**Problem requirements:**
Copy out all of the data exactly as it appears.

**Exercise input:**

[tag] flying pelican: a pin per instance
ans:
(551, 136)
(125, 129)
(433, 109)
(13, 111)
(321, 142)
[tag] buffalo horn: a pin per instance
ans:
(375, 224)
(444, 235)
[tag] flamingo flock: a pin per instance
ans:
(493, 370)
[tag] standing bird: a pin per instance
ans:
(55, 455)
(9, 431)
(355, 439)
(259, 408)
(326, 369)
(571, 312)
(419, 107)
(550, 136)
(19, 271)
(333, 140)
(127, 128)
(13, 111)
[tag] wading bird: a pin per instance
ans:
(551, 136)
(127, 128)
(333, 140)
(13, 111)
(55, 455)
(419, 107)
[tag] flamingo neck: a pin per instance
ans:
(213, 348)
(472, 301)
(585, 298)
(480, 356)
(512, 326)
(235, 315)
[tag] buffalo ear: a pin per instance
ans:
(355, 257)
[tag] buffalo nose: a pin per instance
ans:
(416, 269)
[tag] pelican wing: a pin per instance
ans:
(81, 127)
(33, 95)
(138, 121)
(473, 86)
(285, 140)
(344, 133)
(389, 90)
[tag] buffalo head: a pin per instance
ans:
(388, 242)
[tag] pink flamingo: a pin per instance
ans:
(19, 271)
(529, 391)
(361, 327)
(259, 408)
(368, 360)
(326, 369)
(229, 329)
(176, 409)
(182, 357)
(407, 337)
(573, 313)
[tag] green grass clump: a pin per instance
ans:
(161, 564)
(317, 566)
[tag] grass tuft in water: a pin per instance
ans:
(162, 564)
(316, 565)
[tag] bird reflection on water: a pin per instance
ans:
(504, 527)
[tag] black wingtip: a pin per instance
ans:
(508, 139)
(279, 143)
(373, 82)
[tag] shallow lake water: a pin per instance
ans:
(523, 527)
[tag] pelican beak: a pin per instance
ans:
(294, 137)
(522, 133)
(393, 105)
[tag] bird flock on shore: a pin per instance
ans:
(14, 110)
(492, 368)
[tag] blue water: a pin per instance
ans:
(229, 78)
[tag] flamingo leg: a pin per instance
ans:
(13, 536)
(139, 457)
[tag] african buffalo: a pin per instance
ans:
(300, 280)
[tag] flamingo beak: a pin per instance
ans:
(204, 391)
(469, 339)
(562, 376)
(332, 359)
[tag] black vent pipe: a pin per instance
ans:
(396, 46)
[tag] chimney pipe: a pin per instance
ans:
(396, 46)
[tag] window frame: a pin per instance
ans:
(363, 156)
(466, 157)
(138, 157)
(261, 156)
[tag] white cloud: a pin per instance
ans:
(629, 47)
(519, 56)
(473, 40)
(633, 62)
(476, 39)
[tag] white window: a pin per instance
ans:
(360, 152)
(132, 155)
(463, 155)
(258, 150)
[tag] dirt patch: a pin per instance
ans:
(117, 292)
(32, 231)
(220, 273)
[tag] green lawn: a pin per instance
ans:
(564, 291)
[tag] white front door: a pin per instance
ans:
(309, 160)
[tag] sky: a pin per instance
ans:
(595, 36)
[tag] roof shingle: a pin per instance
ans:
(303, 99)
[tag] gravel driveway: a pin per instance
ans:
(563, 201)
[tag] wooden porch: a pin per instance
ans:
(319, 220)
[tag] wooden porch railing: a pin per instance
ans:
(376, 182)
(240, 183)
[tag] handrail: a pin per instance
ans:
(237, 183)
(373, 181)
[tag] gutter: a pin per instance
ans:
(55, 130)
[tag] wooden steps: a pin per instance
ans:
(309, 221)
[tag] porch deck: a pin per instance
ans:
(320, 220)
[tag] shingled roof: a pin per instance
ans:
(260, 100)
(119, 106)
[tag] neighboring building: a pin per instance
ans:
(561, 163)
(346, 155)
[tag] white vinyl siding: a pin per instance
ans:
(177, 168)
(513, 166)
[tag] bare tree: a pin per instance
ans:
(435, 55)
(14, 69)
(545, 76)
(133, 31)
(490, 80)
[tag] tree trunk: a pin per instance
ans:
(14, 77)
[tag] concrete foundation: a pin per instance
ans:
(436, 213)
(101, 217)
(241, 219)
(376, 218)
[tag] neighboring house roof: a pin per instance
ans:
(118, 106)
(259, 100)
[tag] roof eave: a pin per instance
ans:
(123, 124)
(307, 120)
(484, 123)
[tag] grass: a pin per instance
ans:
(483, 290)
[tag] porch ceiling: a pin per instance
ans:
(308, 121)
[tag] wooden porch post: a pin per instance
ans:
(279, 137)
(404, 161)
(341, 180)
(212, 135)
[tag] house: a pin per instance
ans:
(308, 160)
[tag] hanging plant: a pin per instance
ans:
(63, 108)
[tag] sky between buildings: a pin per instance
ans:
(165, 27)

**Reply:**
[tag] flying pelican: a pin per instance
ans:
(551, 136)
(125, 129)
(433, 109)
(13, 111)
(321, 142)
[tag] buffalo horn: a pin per instance
ans:
(375, 224)
(444, 235)
[tag] flamingo flock: a pin per instance
ans:
(493, 370)
[tag] standing bird: a pin per instance
ans:
(55, 455)
(9, 431)
(355, 439)
(259, 408)
(326, 369)
(571, 312)
(419, 107)
(550, 136)
(19, 271)
(333, 140)
(127, 128)
(13, 111)
[tag] wading bird: a pin per instance
ans:
(551, 136)
(127, 128)
(333, 140)
(13, 111)
(55, 455)
(419, 107)
[tag] flamingo neck: a pin per instance
ans:
(213, 348)
(472, 301)
(585, 298)
(480, 356)
(512, 326)
(235, 315)
[tag] buffalo ear: a pin per instance
ans:
(355, 257)
[tag] buffalo nose: a pin per instance
ans:
(416, 269)
[tag] pelican wing: a pin per instance
ans:
(81, 127)
(33, 95)
(138, 121)
(473, 86)
(285, 140)
(344, 133)
(389, 90)
[tag] buffalo head: a pin per instance
ans:
(388, 242)
[tag] pink flamingo: a pin per instance
ans:
(19, 271)
(529, 391)
(361, 327)
(259, 408)
(368, 360)
(326, 369)
(229, 329)
(176, 409)
(182, 357)
(407, 337)
(573, 313)
[tag] green grass clump: a pin per instance
ans:
(161, 564)
(317, 566)
[tag] grass tuft in water: a pin per instance
ans:
(162, 564)
(316, 565)
[tag] bird reflection on water: a pin per instance
ans:
(504, 527)
[tag] black wingtip: a pin per instance
ans:
(508, 139)
(279, 143)
(373, 82)
[tag] shallow lake water: a pin per instance
ans:
(523, 527)
[tag] pelican beak: a pin per instance
ans:
(294, 137)
(522, 133)
(393, 105)
[tag] bird flock on shore: a pin per instance
ans:
(14, 110)
(492, 368)
[tag] blue water: a pin per instance
ans:
(229, 78)
[tag] flamingo leg: a pin per instance
ans:
(13, 536)
(139, 457)
[tag] african buffalo: a pin per instance
ans:
(300, 280)
[tag] flamingo beak: a pin per instance
ans:
(204, 391)
(469, 339)
(562, 376)
(332, 359)
[tag] black vent pipe: a pin per instance
ans:
(396, 46)
[tag] chimney pipe: a pin per instance
ans:
(396, 46)
[tag] window frame: a pin per instance
ans:
(363, 156)
(466, 157)
(138, 157)
(261, 156)
[tag] white cloud: a pin per instance
ans:
(629, 47)
(519, 56)
(473, 40)
(633, 62)
(476, 39)
[tag] white window: a pin per instance
ans:
(360, 152)
(132, 155)
(463, 155)
(258, 150)
[tag] dirt patch: a pin per instance
ans:
(117, 292)
(32, 231)
(220, 273)
[tag] green lawn: a pin per instance
ans:
(564, 291)
[tag] white front door: a pin per instance
ans:
(309, 160)
[tag] sky: a pin per instance
ans:
(595, 36)
[tag] roof shingle: a pin per instance
ans:
(303, 99)
[tag] gravel driveway: a pin per instance
ans:
(563, 201)
[tag] wooden porch: a pin per instance
ans:
(319, 220)
[tag] wooden porch railing: a pin per instance
ans:
(376, 182)
(240, 183)
[tag] handrail: a pin per instance
ans:
(237, 183)
(373, 181)
[tag] gutter: a pin per instance
ans:
(55, 130)
[tag] wooden steps: a pin per instance
ans:
(309, 221)
[tag] porch deck: a pin per instance
ans:
(320, 220)
[tag] shingled roof: a pin per instance
ans:
(260, 100)
(119, 106)
[tag] neighboring building: a pin per instance
ans:
(561, 163)
(346, 155)
[tag] white vinyl siding: a pin per instance
ans:
(177, 168)
(513, 166)
[tag] bare tree: a pin per instance
ans:
(435, 55)
(14, 69)
(545, 76)
(133, 31)
(490, 80)
[tag] tree trunk: a pin per instance
ans:
(14, 77)
[tag] concrete foundation: a pin per instance
ans:
(436, 213)
(101, 217)
(241, 219)
(376, 218)
[tag] neighboring house roof: a pin per instance
ans:
(118, 106)
(259, 100)
[tag] roof eave: a pin per instance
ans:
(123, 124)
(307, 120)
(484, 123)
[tag] grass: a pin per instance
ans:
(483, 290)
[tag] porch ceiling: a pin per instance
ans:
(308, 121)
[tag] wooden porch post: a pin per instance
ans:
(279, 137)
(404, 161)
(341, 180)
(212, 135)
[tag] house: a pin per instance
ans:
(308, 160)
[tag] hanging plant: a pin per instance
ans:
(63, 108)
[tag] sky between buildings: a pin per instance
ans:
(165, 27)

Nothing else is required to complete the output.